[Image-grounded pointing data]

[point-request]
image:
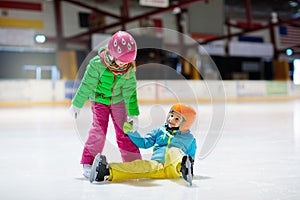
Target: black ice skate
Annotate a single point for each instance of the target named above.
(100, 170)
(187, 168)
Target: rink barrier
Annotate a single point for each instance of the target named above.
(47, 92)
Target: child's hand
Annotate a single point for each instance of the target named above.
(134, 121)
(127, 127)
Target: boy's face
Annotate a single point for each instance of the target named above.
(174, 120)
(121, 64)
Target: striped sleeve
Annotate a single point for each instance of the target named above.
(130, 95)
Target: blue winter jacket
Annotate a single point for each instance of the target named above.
(161, 140)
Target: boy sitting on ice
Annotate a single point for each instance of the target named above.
(174, 149)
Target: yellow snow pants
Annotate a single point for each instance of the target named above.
(148, 168)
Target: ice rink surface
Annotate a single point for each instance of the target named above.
(256, 158)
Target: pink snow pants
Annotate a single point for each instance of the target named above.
(97, 134)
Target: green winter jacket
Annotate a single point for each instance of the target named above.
(101, 85)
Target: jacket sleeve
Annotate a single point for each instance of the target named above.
(192, 149)
(130, 95)
(143, 142)
(88, 84)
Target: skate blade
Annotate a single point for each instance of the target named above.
(93, 169)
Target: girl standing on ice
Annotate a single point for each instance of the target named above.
(110, 83)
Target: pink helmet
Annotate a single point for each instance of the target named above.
(122, 46)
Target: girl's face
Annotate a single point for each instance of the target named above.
(174, 120)
(121, 64)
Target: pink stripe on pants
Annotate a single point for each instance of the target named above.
(97, 134)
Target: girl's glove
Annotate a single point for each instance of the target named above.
(133, 120)
(74, 111)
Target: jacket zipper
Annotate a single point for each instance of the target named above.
(112, 90)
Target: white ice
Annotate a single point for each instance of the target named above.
(256, 157)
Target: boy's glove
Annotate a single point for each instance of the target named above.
(127, 127)
(133, 120)
(74, 111)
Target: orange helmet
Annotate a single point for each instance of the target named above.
(188, 114)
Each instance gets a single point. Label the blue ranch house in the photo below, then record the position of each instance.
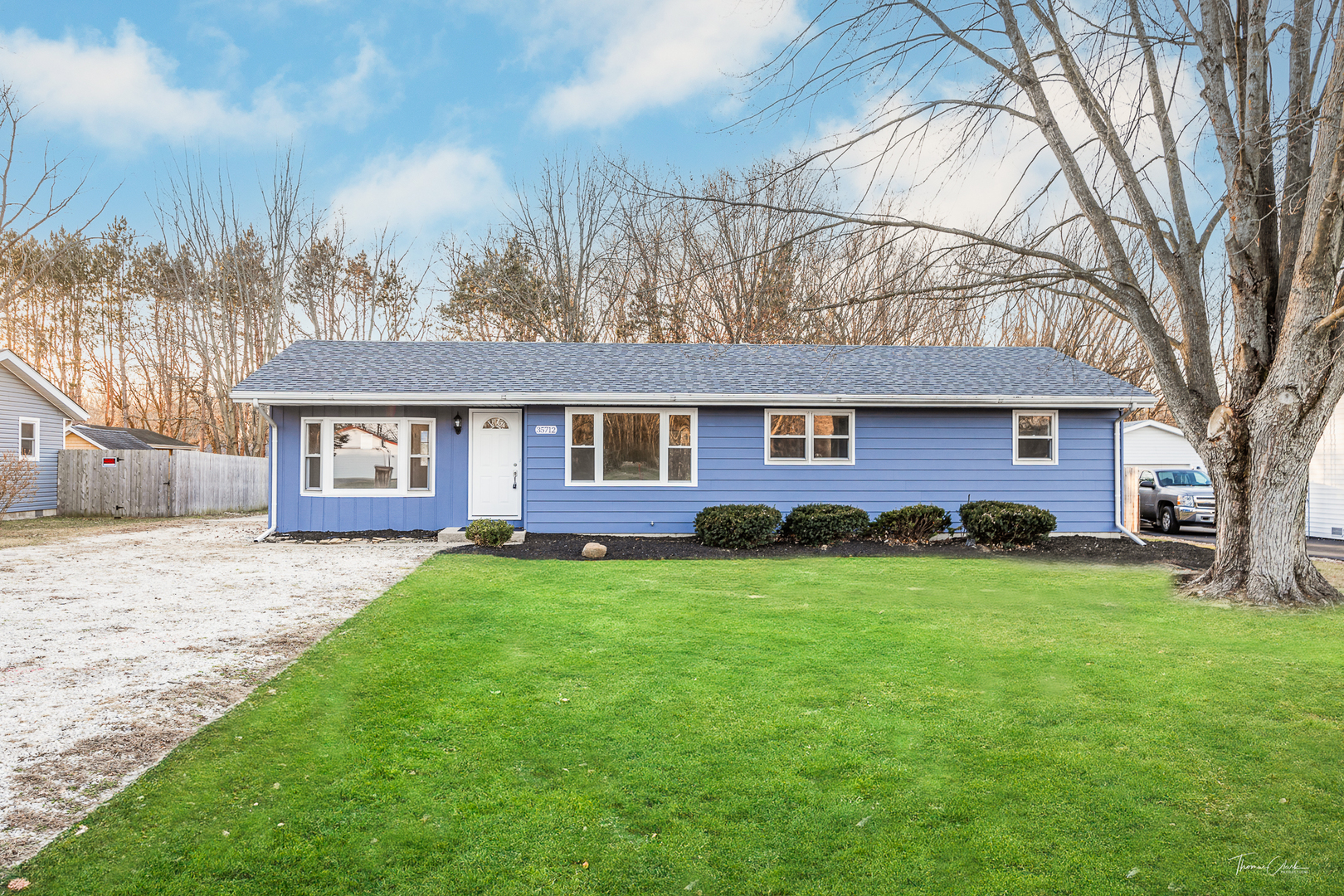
(637, 438)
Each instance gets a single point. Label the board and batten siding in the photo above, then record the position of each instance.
(19, 401)
(902, 455)
(299, 512)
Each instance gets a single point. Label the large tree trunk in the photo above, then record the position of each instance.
(1261, 553)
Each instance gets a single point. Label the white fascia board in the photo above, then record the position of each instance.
(491, 399)
(41, 384)
(1155, 425)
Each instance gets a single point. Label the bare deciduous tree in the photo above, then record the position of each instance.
(233, 281)
(17, 476)
(1176, 153)
(32, 201)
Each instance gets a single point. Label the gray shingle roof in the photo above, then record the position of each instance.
(124, 438)
(553, 371)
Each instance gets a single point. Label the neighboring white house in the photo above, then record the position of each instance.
(1149, 445)
(34, 416)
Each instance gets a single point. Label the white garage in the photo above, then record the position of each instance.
(1149, 445)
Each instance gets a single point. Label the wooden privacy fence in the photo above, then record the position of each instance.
(147, 483)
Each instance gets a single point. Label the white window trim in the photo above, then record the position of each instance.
(37, 438)
(403, 462)
(808, 460)
(663, 446)
(1054, 440)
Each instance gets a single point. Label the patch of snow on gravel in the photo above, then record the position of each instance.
(119, 645)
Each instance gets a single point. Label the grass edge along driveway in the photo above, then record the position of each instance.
(821, 726)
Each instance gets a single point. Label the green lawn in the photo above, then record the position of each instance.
(821, 726)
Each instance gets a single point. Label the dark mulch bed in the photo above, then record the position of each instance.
(1073, 548)
(368, 535)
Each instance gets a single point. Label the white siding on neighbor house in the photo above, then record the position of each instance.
(1149, 446)
(1324, 511)
(1326, 483)
(19, 401)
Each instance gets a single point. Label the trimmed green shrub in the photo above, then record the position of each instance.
(825, 523)
(999, 523)
(489, 533)
(914, 524)
(737, 525)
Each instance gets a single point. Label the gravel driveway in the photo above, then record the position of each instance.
(121, 644)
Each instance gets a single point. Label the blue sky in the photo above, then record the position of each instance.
(418, 114)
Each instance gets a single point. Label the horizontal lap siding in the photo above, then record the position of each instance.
(297, 512)
(17, 399)
(902, 457)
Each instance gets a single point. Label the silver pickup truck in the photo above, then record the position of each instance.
(1168, 499)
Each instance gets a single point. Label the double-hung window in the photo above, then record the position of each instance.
(1035, 437)
(631, 446)
(808, 437)
(368, 455)
(30, 431)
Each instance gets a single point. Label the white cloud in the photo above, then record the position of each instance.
(123, 95)
(657, 52)
(418, 190)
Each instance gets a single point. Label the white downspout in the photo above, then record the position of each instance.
(1120, 485)
(270, 451)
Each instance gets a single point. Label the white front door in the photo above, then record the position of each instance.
(496, 465)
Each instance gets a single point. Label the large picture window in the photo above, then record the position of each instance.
(631, 446)
(368, 455)
(808, 437)
(1035, 437)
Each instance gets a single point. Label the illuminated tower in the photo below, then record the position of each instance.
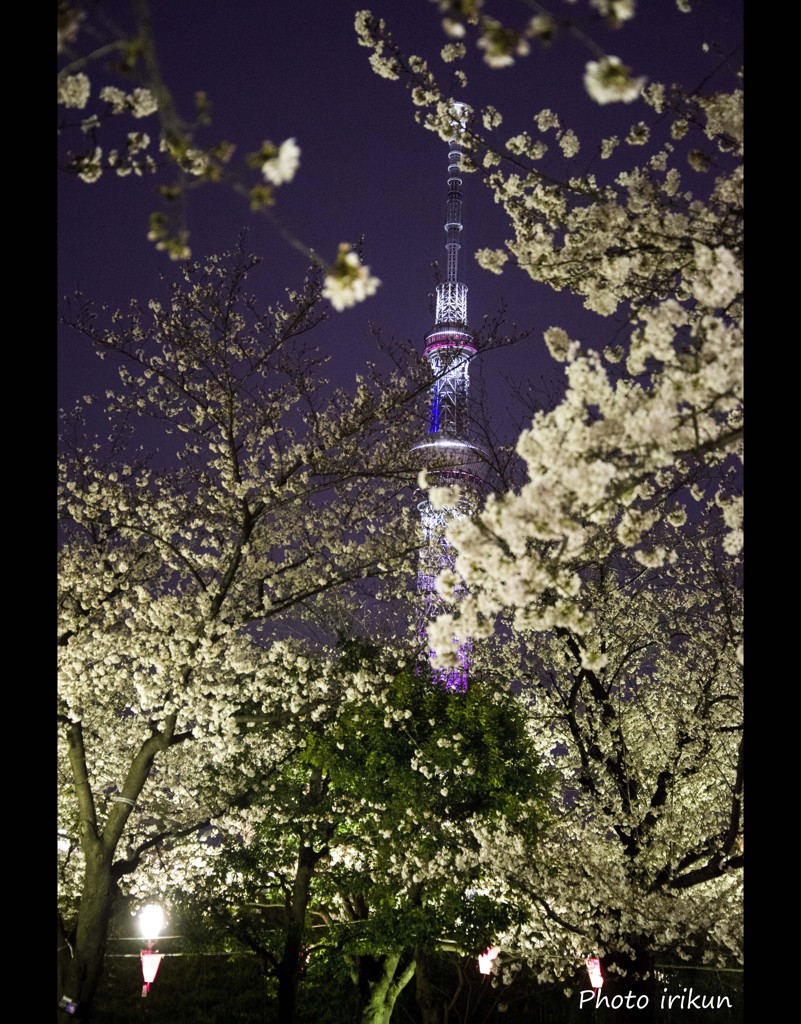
(447, 452)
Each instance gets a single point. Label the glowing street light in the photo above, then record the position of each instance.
(486, 960)
(151, 925)
(594, 971)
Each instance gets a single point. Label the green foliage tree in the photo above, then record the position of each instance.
(183, 571)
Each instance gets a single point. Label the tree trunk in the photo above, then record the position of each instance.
(430, 1011)
(379, 987)
(290, 967)
(81, 962)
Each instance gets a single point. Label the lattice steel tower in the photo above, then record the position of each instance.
(447, 453)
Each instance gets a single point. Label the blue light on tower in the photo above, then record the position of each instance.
(447, 453)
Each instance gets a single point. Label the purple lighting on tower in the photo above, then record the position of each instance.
(448, 455)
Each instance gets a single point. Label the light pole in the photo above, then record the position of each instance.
(151, 924)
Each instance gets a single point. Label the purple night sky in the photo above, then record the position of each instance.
(291, 69)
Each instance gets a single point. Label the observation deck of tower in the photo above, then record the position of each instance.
(447, 453)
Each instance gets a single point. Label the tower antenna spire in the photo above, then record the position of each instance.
(448, 454)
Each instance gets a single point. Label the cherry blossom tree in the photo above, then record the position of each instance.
(368, 846)
(118, 116)
(235, 496)
(615, 568)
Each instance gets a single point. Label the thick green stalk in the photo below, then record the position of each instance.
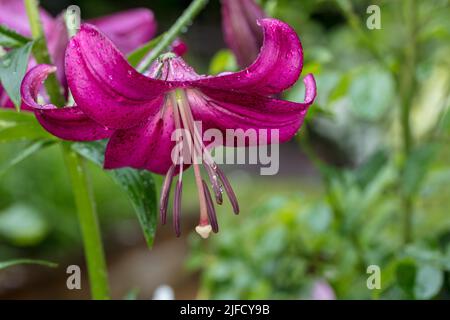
(407, 85)
(95, 257)
(180, 25)
(40, 52)
(90, 231)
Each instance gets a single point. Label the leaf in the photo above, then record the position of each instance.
(138, 184)
(23, 226)
(11, 39)
(13, 67)
(367, 172)
(23, 154)
(137, 55)
(406, 274)
(371, 93)
(11, 263)
(416, 168)
(429, 281)
(16, 126)
(223, 60)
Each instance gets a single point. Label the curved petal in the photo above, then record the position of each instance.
(241, 32)
(105, 86)
(221, 110)
(148, 146)
(128, 29)
(277, 67)
(68, 123)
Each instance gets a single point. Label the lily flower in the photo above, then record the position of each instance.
(242, 34)
(140, 112)
(128, 30)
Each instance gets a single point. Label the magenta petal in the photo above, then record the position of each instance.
(277, 67)
(242, 34)
(128, 29)
(145, 147)
(224, 110)
(68, 123)
(105, 86)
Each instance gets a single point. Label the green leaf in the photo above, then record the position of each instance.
(16, 126)
(13, 67)
(406, 275)
(371, 93)
(367, 172)
(223, 60)
(416, 168)
(138, 184)
(31, 149)
(137, 55)
(429, 281)
(11, 263)
(11, 39)
(23, 226)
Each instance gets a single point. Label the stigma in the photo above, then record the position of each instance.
(190, 151)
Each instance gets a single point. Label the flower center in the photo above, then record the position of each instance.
(190, 149)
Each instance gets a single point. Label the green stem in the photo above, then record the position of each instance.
(95, 258)
(407, 86)
(180, 25)
(40, 52)
(98, 276)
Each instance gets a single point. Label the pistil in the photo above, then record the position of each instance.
(189, 139)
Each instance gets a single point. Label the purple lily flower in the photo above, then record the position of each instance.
(140, 112)
(128, 30)
(242, 34)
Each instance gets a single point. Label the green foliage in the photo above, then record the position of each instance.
(137, 184)
(13, 66)
(12, 263)
(11, 39)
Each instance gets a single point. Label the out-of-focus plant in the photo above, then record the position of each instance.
(382, 109)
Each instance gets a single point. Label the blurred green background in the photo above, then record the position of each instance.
(345, 196)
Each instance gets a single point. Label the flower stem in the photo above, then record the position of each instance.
(179, 26)
(98, 276)
(407, 86)
(93, 247)
(40, 51)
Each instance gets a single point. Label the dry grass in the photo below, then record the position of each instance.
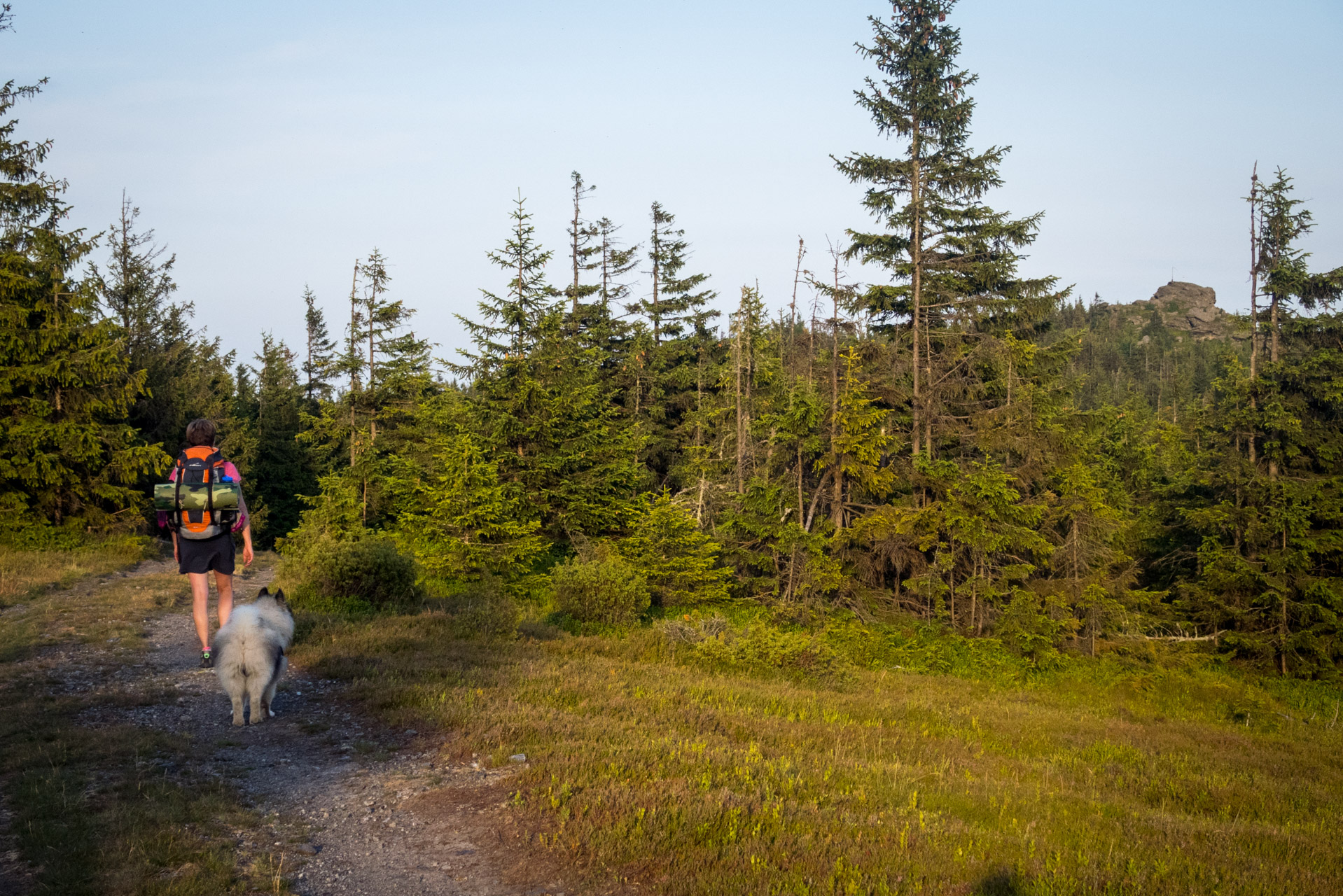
(108, 809)
(26, 573)
(1101, 778)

- [Exercise goal]:
Which lines above contain the word "pants"? Copy each one.

- [Response]:
Target: yellow snow pants
Target: pink snow pants
Target: pink stripe on pants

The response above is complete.